DIRECTIONS:
Change "handbag" to "shoulder bag" in the material from the line containing "of the silver" through the last line, inclusive, and write out those lines again with nothing else altered.

— begin DATA FOR PROCESSING —

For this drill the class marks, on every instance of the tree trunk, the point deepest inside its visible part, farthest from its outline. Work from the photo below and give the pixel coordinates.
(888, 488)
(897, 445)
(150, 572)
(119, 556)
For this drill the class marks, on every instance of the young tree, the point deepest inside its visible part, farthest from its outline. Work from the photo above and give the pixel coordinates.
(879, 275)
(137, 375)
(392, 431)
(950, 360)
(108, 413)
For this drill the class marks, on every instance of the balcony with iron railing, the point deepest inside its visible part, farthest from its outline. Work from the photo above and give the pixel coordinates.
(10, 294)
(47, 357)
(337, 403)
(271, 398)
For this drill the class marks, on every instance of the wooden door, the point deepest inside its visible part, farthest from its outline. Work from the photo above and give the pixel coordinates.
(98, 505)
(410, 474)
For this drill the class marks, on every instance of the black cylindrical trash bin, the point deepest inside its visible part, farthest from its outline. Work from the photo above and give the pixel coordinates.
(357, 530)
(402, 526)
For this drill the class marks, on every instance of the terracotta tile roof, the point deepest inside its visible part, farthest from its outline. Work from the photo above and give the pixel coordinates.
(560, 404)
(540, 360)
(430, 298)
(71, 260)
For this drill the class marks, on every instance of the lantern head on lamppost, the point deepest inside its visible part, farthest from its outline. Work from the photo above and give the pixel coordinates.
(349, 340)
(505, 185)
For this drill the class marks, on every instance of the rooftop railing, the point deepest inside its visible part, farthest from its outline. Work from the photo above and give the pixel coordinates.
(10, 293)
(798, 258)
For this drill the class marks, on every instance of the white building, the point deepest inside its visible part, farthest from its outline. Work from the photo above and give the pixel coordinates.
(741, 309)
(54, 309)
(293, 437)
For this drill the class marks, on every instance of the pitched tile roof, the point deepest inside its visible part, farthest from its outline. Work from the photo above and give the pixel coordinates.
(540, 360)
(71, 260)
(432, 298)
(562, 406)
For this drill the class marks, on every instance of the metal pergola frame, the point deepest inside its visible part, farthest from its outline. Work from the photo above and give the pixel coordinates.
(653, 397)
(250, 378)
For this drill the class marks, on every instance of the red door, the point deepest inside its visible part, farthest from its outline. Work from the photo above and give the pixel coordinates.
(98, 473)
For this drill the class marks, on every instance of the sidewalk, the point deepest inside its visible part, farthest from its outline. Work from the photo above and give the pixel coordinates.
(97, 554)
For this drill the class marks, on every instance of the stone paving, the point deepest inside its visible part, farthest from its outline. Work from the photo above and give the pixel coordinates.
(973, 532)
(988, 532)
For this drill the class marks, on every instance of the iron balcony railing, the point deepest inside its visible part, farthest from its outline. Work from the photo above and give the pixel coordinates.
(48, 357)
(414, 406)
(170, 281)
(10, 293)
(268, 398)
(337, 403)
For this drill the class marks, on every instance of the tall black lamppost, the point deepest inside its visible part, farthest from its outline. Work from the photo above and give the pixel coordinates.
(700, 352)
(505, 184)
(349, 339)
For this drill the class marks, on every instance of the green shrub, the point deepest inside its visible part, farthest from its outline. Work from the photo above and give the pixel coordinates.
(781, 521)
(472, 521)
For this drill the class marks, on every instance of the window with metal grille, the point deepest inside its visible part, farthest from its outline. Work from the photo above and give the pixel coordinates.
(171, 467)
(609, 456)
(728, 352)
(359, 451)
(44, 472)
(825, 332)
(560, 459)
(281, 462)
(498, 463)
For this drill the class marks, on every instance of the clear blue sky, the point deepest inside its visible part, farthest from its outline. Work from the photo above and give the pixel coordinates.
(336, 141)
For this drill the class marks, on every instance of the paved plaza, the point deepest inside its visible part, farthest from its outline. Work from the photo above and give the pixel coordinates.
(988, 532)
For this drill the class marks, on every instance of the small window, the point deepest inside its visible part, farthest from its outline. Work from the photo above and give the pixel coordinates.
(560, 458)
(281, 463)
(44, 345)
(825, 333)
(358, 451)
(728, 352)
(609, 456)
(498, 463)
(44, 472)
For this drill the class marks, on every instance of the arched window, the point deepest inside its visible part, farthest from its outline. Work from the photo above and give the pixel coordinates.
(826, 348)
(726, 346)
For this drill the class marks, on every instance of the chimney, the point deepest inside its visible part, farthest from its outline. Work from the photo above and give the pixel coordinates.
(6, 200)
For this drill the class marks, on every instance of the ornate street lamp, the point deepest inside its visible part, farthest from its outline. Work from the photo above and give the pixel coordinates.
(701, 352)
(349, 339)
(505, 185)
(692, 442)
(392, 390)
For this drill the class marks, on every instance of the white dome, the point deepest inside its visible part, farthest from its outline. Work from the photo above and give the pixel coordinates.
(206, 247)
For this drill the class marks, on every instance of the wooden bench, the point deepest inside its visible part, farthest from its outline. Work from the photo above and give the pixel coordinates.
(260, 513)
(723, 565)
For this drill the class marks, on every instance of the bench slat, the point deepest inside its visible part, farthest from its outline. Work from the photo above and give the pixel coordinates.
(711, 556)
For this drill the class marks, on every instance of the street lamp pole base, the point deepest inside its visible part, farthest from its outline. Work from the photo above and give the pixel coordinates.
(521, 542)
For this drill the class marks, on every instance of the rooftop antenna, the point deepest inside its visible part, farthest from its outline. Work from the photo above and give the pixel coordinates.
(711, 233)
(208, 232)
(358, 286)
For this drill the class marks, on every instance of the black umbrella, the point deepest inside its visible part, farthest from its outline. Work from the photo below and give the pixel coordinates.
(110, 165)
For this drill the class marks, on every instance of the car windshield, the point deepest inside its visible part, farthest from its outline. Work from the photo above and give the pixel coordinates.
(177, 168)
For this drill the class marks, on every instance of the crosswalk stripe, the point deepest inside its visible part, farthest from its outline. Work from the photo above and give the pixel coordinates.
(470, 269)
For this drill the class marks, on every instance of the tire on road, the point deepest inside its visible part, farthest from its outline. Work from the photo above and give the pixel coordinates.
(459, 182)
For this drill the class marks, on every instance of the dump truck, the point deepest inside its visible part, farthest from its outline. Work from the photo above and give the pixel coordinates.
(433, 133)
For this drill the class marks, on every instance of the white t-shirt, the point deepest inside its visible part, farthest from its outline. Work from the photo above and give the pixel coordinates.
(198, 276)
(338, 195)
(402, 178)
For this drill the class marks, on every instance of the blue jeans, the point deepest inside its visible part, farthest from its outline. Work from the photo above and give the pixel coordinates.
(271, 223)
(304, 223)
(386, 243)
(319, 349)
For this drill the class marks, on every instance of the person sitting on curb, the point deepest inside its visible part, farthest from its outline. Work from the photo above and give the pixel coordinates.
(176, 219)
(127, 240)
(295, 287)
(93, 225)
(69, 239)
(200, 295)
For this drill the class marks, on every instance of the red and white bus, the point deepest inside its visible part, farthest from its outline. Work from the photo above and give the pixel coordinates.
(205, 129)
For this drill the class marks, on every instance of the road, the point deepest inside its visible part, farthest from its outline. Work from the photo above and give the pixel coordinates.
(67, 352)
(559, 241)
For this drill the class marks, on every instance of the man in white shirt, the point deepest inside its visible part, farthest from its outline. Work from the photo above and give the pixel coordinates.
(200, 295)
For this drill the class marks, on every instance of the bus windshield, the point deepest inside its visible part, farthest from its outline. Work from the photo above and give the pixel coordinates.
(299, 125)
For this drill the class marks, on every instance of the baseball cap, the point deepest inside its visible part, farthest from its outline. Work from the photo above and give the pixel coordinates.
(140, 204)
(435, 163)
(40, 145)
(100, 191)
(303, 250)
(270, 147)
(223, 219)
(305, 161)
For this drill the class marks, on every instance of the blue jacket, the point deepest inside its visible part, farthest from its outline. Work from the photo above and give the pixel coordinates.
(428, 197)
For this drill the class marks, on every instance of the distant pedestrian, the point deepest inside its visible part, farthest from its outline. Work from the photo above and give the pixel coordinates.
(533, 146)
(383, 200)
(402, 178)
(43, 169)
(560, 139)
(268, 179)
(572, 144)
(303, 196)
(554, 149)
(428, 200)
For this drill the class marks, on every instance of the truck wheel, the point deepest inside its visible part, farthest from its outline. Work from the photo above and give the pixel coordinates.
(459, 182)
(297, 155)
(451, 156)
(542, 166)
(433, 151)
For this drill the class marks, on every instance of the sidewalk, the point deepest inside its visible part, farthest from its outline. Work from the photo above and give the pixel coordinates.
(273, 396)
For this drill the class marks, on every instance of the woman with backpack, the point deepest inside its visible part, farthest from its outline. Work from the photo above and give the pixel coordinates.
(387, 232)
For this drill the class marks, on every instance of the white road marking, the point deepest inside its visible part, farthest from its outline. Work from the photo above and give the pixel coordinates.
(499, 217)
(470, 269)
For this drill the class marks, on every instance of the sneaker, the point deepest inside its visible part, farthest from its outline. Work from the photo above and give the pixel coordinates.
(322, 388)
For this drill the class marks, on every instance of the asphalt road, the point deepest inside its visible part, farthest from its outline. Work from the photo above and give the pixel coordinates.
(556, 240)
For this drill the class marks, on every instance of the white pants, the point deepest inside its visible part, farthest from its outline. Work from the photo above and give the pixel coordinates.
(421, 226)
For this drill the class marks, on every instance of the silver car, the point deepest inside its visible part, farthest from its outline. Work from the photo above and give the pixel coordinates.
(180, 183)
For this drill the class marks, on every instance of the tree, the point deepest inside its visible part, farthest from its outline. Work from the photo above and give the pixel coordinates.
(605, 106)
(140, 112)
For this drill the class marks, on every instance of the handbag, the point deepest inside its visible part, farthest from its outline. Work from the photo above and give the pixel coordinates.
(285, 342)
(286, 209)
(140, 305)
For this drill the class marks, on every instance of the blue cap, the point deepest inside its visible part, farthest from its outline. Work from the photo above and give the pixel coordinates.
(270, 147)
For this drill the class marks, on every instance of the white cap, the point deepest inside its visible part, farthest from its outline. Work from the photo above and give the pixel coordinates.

— end DATA FOR PROCESSING —

RESULT OF THIS EXERCISE:
For this drill the class marks, on every instance of the silver car, the point deepest inside its visible part, farthest from its outline. Work from the photo above and give the pixel coordinates.
(180, 183)
For this drill the class marks, on every instance of the tree, the point deepest inside its visible part, farthest from its outline. Work from the photo above and give the pixel coordinates.
(605, 106)
(140, 112)
For this drill the class marks, on every instance of the shoulder bag, the point deepest inside its visible part, farthest from its outline. Work from the photo above and give the pixel coordinates.
(285, 342)
(286, 209)
(140, 305)
For this drill the class marks, on every instance of the blue cap, the point deepest inside its visible part, farthest from its outline. Work from the photo above and give the pixel coordinates.
(270, 147)
For this drill the class marks, on every instance of the white cap, the point deepest inside its visible part, farthest from its outline. Work from the photo above and give the pixel coordinates.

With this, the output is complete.